Text block:
========================================

He executed the Plates as of 1926 - flat figures in form of thin slices, for instance the work Femme-cuiller from 1926-27, with an almost smooth and even surface, he also uses gypsum and marble for these objects that call the attention of the Paris circle of surrealists. He joins them for some time, also showing works in their exhibitions, until they break up in 1934. During this period he makes a lot of surrealist plastics and also drawings.
In the second half of the 1930s Alberto Giacometti worked a lot on studies of heads. His figures got smaller and smaller in size, sometimes not bigger than just a few centimeters, but painting remained just as important means of artistic expression for him. He and his brother Diego earned a living by making designs for lamps and furniture for the Parisian interior architect Jean-Michel Frank.
Alberto Giacometti spent the war years from 1939 to 1945 in Geneva. After the war he retured to Paris where he started to create bronze objects that are thin and elongated, almost appearing as if they were without weight and inertia, their meager impression increased by the contrast with the rather compact bases that Giacometti places them on. Alberto Giacometti found his own unmistakable style, giving his figures a maximum in expression by reducing and making them dense.
The relation between figure and space became the central issue of his artistic work.
His first one-man show took place at the Pierre Matisse Gallery in New York in 1948, in which he presented the skinny figures. The exhibition was a major success and marked his breakthrough.
The series of 150 lithographs titled "Paris sans fin" was made from 1958 to 1965. His oeuvre of paintings comprises numerous portraits of his brother, his wife and friends, but also still life, landscapes and studio pictures. Just as with his sculptures, the predominant theme of his paintings is the relation between the slim object and space.
Alberto Giacometti died in Chur on January 11, 1966.

========================================

Extracted information:

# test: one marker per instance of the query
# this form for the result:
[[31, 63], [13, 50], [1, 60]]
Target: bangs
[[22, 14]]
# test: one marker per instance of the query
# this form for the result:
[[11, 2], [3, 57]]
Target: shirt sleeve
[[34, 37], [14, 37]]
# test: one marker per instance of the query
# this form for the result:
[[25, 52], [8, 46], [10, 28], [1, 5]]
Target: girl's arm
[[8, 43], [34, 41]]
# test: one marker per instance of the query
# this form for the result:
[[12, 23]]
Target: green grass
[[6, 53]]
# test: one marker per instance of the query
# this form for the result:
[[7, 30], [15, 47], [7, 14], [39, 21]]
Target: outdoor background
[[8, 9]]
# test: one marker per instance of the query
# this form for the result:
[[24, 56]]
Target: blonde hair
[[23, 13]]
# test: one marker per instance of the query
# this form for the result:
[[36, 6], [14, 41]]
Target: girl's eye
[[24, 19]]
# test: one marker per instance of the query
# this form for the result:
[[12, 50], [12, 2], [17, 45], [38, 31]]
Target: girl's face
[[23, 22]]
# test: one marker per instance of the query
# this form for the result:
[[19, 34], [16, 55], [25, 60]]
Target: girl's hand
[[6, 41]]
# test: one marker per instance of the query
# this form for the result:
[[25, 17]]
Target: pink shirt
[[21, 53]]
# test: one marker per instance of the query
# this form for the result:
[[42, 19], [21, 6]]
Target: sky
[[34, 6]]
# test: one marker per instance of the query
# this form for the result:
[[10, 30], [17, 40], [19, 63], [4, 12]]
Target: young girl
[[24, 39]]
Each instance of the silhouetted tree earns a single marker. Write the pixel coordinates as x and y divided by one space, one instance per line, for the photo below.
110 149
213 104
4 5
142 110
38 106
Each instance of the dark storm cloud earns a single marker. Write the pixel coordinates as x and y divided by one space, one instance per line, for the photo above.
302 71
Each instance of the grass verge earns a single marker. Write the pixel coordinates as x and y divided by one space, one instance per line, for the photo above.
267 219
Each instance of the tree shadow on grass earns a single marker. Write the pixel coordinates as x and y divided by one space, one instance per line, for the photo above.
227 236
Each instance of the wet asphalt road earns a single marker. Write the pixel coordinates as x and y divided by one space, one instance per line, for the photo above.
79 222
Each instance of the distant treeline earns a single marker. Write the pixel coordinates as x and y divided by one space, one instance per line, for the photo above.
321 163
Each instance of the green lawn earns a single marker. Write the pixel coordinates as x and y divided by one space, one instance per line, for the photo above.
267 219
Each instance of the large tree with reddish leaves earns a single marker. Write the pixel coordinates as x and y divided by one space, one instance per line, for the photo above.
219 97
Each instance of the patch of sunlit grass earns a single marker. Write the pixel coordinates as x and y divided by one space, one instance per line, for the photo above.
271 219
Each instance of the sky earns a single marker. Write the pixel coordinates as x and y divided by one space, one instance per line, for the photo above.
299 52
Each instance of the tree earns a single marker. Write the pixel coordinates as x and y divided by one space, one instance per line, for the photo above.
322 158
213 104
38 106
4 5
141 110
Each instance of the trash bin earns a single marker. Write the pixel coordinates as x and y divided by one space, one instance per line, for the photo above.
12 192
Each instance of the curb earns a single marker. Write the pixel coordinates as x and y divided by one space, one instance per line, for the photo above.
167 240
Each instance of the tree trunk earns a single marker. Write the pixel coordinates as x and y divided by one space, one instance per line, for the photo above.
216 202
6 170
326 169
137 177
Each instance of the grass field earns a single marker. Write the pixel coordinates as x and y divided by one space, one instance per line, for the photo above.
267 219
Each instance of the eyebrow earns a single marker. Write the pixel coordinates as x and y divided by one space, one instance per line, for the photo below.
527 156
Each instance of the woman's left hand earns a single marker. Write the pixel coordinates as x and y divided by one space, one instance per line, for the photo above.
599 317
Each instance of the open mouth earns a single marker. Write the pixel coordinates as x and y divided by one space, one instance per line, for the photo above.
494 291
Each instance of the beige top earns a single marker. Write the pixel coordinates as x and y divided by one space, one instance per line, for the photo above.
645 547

========================================

Given problem: Retype everything in the text on Alberto Giacometti from "Alberto Giacometti spent" down to "making them dense.". The listing after the text on Alberto Giacometti is separate material.

Exercise output:
Alberto Giacometti spent the war years from 1939 to 1945 in Geneva. After the war he retured to Paris where he started to create bronze objects that are thin and elongated, almost appearing as if they were without weight and inertia, their meager impression increased by the contrast with the rather compact bases that Giacometti places them on. Alberto Giacometti found his own unmistakable style, giving his figures a maximum in expression by reducing and making them dense.